◆ Dataset rows ◆
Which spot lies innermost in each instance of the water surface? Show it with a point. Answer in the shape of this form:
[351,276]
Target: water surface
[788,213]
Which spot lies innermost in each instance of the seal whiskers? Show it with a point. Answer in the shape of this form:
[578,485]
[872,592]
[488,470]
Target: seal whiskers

◆ Exercise task ◆
Print every line of the listing above, word for word.

◆ Completed exercise ◆
Which spot lies innermost in each instance of the water surface? Show it with a point. Answer in the shape of this form:
[351,276]
Target: water surface
[788,213]
Which spot lies innermost in each instance of the seal whiskers? Show it with a point. Answer in the shape of this form:
[578,485]
[872,592]
[488,470]
Target: seal whiskers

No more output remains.